INPUT:
==*==

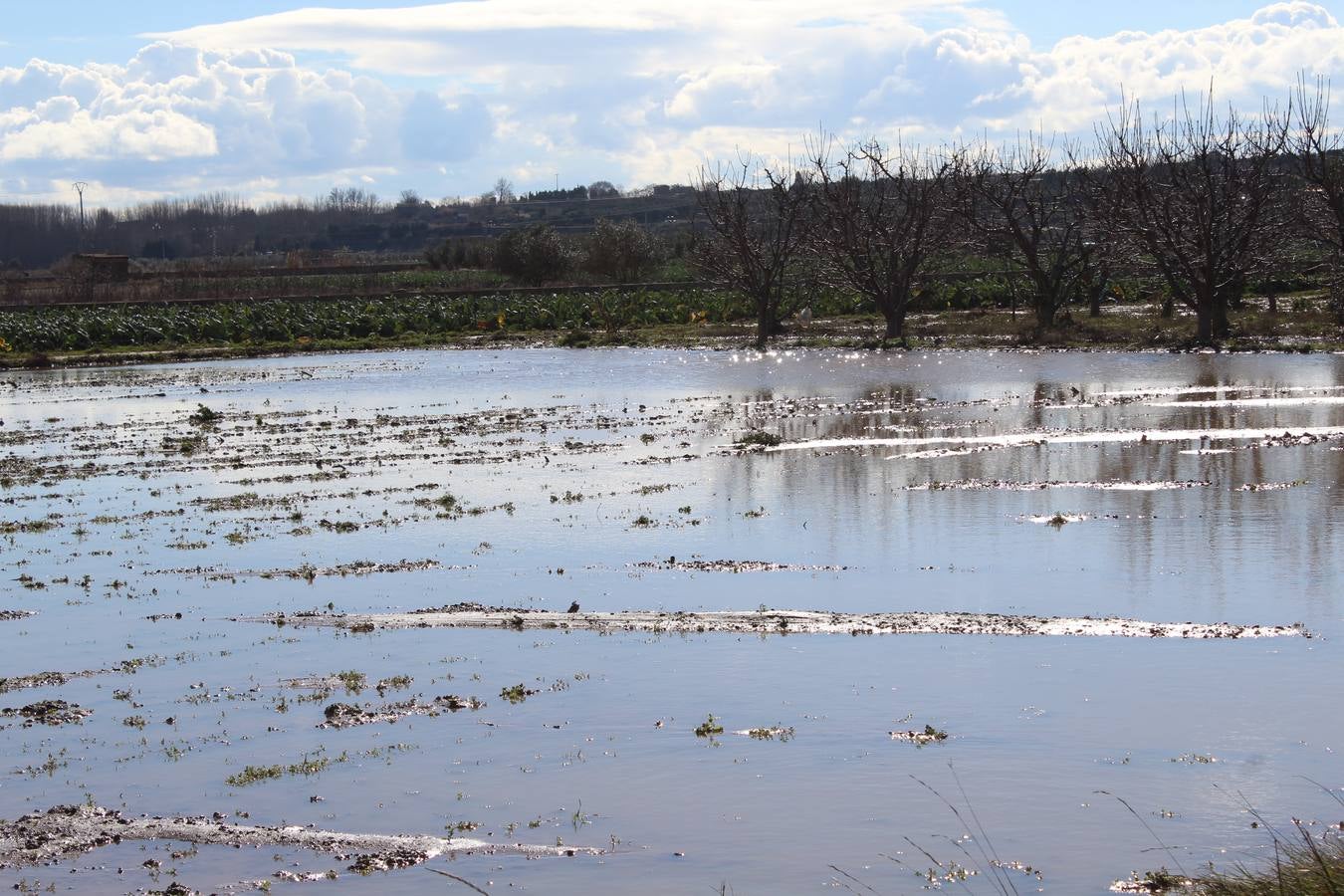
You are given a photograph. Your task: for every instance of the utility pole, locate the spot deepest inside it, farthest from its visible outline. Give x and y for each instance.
(80, 187)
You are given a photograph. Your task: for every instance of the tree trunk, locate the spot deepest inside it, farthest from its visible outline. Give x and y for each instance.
(1205, 326)
(895, 326)
(1094, 299)
(765, 324)
(1220, 318)
(1044, 314)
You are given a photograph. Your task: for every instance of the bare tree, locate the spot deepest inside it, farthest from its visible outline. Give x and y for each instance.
(1320, 162)
(1201, 196)
(879, 216)
(1033, 215)
(757, 222)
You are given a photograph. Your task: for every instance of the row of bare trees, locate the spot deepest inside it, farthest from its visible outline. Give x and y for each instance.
(1201, 199)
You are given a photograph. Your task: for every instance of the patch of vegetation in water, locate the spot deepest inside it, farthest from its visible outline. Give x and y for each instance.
(709, 727)
(759, 438)
(517, 693)
(307, 766)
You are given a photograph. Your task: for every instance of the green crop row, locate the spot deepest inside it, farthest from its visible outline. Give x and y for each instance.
(70, 328)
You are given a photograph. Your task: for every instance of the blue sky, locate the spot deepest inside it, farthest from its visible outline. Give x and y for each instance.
(271, 99)
(95, 30)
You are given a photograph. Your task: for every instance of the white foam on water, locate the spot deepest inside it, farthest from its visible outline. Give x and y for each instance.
(1063, 437)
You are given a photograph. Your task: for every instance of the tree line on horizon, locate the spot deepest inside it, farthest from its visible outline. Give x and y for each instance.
(223, 225)
(1202, 202)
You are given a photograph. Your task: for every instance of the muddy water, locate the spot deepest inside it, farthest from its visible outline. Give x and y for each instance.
(1149, 487)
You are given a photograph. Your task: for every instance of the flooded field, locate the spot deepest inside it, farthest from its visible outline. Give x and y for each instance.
(691, 621)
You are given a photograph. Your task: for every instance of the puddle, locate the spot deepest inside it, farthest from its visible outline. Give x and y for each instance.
(145, 543)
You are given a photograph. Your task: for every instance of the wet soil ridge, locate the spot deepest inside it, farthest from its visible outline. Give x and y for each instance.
(473, 615)
(56, 679)
(733, 565)
(1005, 485)
(47, 712)
(344, 715)
(64, 830)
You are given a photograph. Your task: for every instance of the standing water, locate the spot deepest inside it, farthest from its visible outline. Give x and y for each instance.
(206, 571)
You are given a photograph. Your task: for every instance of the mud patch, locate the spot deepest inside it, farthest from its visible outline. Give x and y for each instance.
(47, 712)
(65, 830)
(475, 615)
(344, 715)
(732, 565)
(1002, 485)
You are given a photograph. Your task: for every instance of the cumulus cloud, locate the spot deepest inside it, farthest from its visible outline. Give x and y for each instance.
(445, 97)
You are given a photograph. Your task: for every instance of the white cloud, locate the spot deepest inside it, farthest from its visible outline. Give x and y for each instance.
(630, 91)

==*==

EXERCISE INSTRUCTIONS: Every entry above should be printed again exactly, except for the pictures.

YOUR RESPONSE:
You are given a photograph. Your task: for every instance of the utility pole, locate the spot deepest inside it, farthest from its visible outline. Give x and y for each instance.
(80, 187)
You are given a photograph. Your task: for every instance of the tree trunk, locate the spot deepest inside it, farthest from its visible outline. Give x and y for each instance.
(1205, 326)
(895, 326)
(1094, 299)
(765, 324)
(1220, 318)
(1044, 314)
You are given a photograph. Your task: for every instance of the bare tree, locate the spot deepest inside it, farthest from its visible outline. Give x and y for each instance.
(1320, 162)
(1201, 196)
(879, 216)
(1033, 215)
(757, 222)
You are given a photograph. Your task: for every instance of the row of bare trees, locate the spot deepest inside it, farthest from its visible outline. Give x and y for each instance.
(1201, 199)
You are given a photograph. Your task: for every instance of the patch of vegetation in water, locate the spot deepest inside it, farthest from its visible outline. Give x and y for each instance.
(709, 727)
(759, 438)
(517, 693)
(307, 766)
You are given a photograph. Your task: for every instance of the green crop row, locate the spot deepest inside it, farthest from its visible outline. Give x and y for each instance.
(70, 328)
You are given a photograph. Your task: for every instance of the blue sky, locate the spot deepest inside it, farthest from its visible outline. Give x and y for each instance.
(271, 99)
(95, 30)
You are given a photograph. Your task: for every instance of the white foam on water, locate the spot deepest inside it, farthest from its visible outline. Give x and y for each instance.
(1063, 437)
You are given a photograph. Your task: for every instance of the tree line on horizon, locate the spot deepest inside it, farthest from its visible outline. Give x and y for each instance.
(223, 225)
(1202, 202)
You are given a photograph. Your task: for every instance of the muddy water, locate the spot deepest inside it, farthest from its visible outline. Give x and y for each instance.
(1149, 487)
You are given a photograph. Your task: for every instance of the flooded field, locate the spot deepest inside it, farthest from its visible outline. Give x and y for each instance.
(691, 621)
You are given a photograph. Your task: for every instance of the puddle, locate the spot deepest inside it, farthest from its visible outline. Give x and y for each instance.
(145, 543)
You are given a photograph. Your task: for every instance of the wet soil ridge, locate the spot deepest inside it, farthest from its visible outline. Give x and y for each instance.
(473, 615)
(56, 679)
(733, 565)
(1005, 485)
(47, 712)
(344, 715)
(64, 830)
You are given a photograph. Your task: for every instance of the standing water, locate the spot deepest inside it, farthest from its visible outline. Give x and y for each instance.
(206, 571)
You are given a photograph. Your task: for every instance of the mud patch, locate the spot deepest inside it, farthest from its visible outline. Give x and y for each instance.
(47, 712)
(65, 830)
(475, 615)
(344, 715)
(732, 565)
(1002, 485)
You are given a photograph. Your task: for every instance of the cumulus cloud, locate the spot deepest inside it, farthest from its visible outline. Give x and y for each instance.
(445, 97)
You are given a photograph. Your task: for every instance of the white cloud, locate the spot deepest inside it, farthest from its visible outline. Give x and y for each instance.
(630, 91)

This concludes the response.